# What you need to do
Report each line of the listing below that contains the word "spoon", copying every such line in full.

## start Exercise materials

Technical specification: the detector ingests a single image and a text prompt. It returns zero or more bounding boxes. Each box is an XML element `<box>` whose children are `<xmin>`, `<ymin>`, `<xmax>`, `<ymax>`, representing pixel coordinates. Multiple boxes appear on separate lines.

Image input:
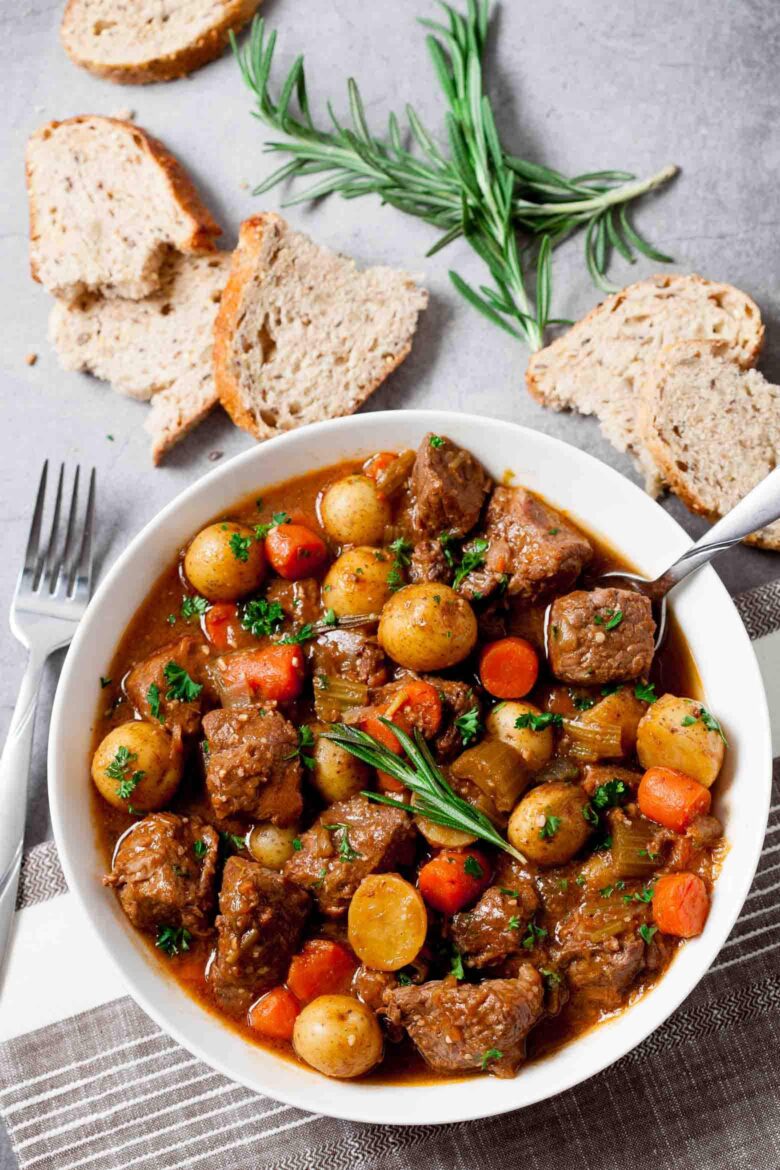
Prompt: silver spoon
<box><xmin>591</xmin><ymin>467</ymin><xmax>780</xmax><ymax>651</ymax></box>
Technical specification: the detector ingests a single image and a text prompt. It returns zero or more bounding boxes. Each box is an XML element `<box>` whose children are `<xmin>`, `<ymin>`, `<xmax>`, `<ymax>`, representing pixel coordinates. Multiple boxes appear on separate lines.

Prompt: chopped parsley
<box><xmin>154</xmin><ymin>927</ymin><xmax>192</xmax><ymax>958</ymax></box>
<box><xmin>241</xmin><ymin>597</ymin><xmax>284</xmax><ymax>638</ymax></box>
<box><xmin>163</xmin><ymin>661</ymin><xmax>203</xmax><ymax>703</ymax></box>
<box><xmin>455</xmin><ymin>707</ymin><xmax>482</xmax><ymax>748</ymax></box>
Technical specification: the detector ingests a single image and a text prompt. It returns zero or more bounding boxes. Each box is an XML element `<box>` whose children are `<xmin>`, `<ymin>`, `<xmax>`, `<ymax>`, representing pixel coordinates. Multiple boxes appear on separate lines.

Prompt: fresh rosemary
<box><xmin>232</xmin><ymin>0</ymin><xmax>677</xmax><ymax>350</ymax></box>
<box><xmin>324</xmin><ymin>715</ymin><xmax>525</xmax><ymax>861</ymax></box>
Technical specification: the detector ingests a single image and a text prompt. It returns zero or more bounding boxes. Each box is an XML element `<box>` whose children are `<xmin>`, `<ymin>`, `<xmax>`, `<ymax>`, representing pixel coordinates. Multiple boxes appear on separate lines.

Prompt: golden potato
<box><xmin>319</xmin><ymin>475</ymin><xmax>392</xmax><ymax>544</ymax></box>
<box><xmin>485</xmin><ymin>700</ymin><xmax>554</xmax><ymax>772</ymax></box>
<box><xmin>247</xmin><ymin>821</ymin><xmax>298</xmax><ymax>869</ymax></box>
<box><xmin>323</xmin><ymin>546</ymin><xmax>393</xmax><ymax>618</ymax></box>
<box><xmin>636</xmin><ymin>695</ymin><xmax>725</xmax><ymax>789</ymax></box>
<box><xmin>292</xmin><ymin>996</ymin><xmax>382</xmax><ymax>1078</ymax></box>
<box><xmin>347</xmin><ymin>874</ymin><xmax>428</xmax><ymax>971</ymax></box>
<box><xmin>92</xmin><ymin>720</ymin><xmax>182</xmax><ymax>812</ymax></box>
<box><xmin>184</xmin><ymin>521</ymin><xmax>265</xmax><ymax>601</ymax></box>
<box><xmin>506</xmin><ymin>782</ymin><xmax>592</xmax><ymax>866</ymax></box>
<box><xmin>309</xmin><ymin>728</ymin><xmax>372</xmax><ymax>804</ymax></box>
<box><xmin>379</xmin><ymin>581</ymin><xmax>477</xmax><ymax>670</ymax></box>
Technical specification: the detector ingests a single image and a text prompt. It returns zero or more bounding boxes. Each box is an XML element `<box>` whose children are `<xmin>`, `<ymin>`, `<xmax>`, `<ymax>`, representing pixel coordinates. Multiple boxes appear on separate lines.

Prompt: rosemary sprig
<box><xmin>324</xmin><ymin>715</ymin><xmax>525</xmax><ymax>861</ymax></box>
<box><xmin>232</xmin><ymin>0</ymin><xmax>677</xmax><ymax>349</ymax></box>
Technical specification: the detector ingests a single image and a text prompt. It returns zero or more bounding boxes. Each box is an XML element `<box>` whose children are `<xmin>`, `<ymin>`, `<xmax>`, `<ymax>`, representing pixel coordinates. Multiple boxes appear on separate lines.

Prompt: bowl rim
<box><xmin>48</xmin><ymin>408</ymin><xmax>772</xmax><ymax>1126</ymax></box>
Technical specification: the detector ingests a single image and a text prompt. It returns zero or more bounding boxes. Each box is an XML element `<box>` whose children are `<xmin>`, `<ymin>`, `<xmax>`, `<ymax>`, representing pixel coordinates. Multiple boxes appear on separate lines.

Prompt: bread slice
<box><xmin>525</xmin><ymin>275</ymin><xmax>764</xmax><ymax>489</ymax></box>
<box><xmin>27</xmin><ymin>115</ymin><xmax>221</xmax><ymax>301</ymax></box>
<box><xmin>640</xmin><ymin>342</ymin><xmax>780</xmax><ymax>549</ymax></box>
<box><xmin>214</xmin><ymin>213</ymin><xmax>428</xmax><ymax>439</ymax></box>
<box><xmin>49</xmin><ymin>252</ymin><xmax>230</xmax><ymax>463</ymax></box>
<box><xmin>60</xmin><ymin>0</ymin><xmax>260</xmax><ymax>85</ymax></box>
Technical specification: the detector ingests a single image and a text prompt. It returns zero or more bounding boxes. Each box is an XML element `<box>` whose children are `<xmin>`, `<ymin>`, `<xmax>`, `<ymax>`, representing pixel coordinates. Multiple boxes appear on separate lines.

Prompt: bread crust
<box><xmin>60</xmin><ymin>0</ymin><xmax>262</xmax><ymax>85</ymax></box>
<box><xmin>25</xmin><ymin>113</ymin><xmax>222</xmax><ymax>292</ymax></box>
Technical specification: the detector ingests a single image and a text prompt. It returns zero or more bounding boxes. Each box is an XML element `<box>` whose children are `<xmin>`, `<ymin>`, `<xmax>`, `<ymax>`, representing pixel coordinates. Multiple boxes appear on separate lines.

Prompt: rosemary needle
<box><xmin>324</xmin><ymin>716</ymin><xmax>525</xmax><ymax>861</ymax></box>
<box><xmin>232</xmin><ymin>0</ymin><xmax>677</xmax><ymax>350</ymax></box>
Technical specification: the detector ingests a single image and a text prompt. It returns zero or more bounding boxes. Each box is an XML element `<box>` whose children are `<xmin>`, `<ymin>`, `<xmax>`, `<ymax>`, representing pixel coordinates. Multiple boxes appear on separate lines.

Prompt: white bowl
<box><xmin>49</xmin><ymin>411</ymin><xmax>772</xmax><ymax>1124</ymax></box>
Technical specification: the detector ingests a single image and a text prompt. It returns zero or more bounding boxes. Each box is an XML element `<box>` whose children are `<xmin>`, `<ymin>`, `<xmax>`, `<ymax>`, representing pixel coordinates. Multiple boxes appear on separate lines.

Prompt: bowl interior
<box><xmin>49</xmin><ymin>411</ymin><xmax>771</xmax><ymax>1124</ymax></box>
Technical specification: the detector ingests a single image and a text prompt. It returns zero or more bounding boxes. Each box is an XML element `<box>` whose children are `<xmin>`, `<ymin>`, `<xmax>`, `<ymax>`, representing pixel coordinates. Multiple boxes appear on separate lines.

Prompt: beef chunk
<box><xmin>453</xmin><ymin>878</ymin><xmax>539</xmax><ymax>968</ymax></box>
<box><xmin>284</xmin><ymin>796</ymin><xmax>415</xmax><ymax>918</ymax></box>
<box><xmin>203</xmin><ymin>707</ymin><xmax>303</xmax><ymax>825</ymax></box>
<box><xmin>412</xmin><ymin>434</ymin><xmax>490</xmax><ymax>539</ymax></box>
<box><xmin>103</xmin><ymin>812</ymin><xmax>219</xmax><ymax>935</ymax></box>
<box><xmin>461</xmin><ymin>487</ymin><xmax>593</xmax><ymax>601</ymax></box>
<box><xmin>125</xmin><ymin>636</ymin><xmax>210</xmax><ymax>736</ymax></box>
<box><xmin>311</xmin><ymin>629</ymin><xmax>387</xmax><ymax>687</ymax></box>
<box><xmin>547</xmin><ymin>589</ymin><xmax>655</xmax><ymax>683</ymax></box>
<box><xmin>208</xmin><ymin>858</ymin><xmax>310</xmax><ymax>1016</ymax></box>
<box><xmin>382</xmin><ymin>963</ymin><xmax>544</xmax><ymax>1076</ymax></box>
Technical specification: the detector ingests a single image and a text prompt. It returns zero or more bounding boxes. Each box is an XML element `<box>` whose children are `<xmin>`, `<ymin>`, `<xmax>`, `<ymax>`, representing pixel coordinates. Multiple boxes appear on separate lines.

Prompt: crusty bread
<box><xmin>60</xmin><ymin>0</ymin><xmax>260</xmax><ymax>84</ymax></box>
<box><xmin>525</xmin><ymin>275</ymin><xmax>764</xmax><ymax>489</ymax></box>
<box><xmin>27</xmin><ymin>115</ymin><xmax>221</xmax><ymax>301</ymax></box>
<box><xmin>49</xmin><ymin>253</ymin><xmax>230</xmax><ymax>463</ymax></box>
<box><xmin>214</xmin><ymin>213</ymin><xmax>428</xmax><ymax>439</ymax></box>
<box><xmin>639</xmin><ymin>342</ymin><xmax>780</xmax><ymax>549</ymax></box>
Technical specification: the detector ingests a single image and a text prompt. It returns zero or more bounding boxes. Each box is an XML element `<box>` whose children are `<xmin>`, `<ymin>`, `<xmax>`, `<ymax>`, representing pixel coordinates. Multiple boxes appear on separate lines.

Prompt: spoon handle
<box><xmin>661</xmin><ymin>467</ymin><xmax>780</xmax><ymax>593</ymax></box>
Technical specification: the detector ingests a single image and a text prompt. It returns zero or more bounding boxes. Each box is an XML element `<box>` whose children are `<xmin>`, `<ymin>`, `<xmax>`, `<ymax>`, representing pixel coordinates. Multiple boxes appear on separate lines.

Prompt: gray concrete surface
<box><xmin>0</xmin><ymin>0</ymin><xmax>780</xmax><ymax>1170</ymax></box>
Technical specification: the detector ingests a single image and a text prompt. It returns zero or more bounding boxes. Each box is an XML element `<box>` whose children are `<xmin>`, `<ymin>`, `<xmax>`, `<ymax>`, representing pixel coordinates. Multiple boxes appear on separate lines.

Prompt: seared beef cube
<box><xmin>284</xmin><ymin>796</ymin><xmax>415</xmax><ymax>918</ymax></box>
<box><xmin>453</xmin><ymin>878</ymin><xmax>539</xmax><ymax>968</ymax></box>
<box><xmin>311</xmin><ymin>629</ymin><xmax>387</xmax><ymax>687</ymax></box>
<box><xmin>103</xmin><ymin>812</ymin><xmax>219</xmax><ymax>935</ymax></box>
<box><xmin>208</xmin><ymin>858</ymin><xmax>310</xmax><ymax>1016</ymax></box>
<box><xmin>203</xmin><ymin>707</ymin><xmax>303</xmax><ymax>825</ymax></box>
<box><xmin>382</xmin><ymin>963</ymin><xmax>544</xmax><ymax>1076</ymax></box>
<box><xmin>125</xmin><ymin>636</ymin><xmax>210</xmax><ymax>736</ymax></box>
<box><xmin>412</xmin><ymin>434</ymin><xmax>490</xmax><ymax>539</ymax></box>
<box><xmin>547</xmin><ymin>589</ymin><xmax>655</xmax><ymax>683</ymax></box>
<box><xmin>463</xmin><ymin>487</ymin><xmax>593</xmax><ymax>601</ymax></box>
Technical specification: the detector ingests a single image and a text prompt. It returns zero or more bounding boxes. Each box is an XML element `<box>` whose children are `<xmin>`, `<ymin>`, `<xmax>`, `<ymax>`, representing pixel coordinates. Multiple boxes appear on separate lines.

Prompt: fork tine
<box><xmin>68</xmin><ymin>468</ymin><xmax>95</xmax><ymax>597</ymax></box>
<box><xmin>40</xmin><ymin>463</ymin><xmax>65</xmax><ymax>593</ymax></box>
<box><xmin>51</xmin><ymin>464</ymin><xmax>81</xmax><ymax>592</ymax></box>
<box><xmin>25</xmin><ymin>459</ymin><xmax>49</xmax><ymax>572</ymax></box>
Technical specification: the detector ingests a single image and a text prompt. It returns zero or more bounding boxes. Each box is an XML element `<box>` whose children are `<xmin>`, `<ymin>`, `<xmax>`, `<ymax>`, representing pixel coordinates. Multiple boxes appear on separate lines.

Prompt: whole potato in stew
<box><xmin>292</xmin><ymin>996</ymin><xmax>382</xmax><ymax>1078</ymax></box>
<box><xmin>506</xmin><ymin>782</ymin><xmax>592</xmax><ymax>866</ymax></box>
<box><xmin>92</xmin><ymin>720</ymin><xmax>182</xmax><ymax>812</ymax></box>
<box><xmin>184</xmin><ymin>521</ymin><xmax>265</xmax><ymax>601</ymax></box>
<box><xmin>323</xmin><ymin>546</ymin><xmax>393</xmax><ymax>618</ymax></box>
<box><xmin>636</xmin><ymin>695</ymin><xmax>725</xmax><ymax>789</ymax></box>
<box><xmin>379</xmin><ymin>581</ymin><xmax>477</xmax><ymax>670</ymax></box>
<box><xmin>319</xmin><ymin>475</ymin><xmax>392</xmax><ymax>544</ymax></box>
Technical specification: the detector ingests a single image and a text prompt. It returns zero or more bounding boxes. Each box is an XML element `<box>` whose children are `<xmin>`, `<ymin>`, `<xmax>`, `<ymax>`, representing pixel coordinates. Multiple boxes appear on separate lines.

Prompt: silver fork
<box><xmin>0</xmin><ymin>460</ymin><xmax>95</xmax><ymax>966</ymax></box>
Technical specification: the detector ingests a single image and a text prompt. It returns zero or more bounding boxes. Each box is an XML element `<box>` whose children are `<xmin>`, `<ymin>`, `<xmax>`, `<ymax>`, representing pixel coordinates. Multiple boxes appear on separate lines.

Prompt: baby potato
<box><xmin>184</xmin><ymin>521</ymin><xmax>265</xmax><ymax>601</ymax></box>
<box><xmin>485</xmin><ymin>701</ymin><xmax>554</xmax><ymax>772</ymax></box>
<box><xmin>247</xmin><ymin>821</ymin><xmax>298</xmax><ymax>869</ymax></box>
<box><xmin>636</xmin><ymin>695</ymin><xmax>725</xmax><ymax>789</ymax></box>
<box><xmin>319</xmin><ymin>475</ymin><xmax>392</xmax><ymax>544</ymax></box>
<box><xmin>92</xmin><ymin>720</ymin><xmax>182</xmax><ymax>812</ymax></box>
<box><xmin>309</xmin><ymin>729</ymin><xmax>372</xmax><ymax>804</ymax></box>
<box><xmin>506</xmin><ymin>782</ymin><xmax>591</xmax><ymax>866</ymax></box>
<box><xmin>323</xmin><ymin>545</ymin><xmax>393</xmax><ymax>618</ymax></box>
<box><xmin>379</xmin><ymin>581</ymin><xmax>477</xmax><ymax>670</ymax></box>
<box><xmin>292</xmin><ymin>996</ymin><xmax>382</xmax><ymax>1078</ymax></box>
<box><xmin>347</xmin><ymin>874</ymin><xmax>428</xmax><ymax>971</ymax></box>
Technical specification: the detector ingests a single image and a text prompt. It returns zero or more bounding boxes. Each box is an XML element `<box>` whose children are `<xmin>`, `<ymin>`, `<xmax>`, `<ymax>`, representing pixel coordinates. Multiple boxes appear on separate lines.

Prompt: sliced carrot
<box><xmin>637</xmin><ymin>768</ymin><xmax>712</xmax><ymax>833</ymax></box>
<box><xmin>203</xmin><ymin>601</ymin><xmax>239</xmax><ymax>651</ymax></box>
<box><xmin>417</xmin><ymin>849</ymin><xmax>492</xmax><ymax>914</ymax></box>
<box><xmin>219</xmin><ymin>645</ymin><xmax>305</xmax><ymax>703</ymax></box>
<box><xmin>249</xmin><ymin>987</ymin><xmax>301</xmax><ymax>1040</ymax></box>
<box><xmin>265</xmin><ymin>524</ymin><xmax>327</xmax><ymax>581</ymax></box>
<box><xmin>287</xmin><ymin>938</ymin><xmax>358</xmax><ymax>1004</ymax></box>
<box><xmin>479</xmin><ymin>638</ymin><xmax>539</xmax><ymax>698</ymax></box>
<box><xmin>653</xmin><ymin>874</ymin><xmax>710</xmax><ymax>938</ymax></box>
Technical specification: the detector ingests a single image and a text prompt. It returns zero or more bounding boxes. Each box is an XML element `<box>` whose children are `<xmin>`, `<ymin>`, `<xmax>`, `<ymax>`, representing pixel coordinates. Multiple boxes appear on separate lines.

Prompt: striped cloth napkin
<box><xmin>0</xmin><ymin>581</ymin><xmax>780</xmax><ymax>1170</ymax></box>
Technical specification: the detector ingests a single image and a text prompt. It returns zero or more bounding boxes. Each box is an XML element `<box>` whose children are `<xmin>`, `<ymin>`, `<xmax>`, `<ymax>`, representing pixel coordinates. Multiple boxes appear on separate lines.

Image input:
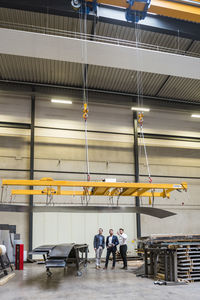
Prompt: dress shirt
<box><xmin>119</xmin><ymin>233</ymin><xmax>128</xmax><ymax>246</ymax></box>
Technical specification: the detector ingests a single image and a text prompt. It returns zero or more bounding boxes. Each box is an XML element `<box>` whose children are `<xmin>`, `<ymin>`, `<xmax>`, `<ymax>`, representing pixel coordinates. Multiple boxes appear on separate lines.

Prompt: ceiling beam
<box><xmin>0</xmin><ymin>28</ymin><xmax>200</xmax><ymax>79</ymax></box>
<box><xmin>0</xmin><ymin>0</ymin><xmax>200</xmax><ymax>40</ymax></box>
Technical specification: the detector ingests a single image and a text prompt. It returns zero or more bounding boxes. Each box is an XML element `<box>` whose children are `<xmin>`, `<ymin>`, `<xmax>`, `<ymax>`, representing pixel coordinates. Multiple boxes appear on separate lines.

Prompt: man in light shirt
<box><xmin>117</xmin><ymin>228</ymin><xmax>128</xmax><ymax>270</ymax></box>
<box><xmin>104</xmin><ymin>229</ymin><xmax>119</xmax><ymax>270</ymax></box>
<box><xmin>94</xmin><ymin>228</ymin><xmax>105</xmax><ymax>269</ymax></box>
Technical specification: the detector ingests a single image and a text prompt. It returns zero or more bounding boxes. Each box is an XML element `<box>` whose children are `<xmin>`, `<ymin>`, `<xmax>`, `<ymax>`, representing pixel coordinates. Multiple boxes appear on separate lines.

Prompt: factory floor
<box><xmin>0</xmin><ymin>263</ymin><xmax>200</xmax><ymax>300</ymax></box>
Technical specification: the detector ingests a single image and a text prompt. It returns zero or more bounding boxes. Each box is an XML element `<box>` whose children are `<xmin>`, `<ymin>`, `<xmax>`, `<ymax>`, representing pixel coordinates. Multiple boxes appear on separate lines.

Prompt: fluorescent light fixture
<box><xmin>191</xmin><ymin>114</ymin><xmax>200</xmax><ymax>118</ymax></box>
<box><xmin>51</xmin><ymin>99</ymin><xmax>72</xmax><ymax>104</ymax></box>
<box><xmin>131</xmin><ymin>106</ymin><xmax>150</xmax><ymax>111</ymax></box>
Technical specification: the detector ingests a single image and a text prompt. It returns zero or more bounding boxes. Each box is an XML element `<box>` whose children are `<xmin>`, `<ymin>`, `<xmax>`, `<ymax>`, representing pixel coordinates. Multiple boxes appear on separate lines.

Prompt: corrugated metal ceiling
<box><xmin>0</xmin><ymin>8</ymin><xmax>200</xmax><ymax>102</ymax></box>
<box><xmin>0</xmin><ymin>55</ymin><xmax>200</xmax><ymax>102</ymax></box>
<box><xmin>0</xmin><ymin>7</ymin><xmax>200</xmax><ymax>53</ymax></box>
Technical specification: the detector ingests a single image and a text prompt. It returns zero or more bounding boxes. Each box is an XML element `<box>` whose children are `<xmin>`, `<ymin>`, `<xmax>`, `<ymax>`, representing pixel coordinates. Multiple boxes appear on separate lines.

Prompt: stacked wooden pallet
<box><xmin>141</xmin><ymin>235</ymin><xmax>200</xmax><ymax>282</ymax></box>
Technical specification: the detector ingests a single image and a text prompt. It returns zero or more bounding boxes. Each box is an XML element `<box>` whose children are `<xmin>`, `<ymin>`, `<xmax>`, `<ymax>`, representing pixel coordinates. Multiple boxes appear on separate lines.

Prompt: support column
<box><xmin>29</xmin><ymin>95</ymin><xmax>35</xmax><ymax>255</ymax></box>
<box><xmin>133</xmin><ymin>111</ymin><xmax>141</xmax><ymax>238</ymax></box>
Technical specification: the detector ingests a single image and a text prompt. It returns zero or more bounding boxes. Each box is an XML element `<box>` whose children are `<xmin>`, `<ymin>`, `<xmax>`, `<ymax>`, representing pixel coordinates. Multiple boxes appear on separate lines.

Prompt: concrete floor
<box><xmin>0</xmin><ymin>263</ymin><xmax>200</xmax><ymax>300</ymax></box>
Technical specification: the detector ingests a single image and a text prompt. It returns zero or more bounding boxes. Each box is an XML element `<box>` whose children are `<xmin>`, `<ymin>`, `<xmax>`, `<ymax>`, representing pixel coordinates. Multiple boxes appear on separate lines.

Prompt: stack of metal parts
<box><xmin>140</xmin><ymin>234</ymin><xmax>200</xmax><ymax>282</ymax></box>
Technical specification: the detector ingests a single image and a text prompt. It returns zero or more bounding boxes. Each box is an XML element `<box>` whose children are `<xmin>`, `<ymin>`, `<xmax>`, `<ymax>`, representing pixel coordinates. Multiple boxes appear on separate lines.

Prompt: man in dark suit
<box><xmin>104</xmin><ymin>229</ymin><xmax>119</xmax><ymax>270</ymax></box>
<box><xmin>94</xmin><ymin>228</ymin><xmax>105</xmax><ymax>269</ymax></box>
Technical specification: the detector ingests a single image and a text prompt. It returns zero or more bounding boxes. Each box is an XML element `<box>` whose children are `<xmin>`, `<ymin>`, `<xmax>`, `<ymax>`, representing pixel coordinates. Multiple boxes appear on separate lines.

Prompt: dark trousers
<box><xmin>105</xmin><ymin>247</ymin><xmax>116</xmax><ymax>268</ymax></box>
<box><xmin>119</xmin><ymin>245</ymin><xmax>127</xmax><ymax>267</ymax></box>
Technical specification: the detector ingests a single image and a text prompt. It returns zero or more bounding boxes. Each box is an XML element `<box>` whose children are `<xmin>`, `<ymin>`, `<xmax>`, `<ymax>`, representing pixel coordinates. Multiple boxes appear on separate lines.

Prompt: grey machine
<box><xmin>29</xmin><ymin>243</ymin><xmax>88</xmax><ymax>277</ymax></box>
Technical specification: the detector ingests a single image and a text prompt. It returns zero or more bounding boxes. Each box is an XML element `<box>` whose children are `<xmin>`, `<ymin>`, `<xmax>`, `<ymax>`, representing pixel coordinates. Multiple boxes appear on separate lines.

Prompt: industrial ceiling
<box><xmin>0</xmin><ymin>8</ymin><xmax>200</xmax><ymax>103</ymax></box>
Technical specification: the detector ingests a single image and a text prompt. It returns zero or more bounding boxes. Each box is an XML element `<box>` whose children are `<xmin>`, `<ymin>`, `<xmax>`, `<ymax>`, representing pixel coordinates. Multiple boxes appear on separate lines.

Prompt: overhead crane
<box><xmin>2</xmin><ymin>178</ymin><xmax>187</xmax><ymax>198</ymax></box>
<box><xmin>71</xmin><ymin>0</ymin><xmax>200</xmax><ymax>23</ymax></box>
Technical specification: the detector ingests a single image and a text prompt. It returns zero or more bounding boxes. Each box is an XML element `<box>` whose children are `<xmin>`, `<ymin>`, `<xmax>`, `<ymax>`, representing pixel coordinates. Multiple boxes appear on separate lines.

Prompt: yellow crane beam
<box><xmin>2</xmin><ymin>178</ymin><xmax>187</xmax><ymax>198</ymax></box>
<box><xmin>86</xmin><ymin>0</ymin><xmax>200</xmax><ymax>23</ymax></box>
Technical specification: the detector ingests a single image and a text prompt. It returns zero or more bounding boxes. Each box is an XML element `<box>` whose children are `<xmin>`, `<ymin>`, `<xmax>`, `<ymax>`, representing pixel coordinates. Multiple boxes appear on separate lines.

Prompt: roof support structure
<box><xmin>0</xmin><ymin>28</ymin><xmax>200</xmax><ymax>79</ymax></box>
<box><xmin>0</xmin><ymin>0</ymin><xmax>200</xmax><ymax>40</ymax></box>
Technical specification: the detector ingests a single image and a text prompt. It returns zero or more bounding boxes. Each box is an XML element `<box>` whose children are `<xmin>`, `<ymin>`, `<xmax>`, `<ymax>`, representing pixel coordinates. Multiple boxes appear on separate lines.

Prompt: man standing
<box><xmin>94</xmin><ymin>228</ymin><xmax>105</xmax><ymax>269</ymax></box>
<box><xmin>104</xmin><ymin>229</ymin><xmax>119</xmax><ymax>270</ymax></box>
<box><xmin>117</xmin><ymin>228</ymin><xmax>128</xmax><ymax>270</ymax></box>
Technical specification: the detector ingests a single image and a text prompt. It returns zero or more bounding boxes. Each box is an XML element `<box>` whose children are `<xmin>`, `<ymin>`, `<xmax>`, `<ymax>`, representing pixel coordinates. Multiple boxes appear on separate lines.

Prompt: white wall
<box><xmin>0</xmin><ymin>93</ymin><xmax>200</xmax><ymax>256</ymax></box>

## end Exercise materials

# Answer for this exercise
Prompt: silver spoon
Prompt: spoon handle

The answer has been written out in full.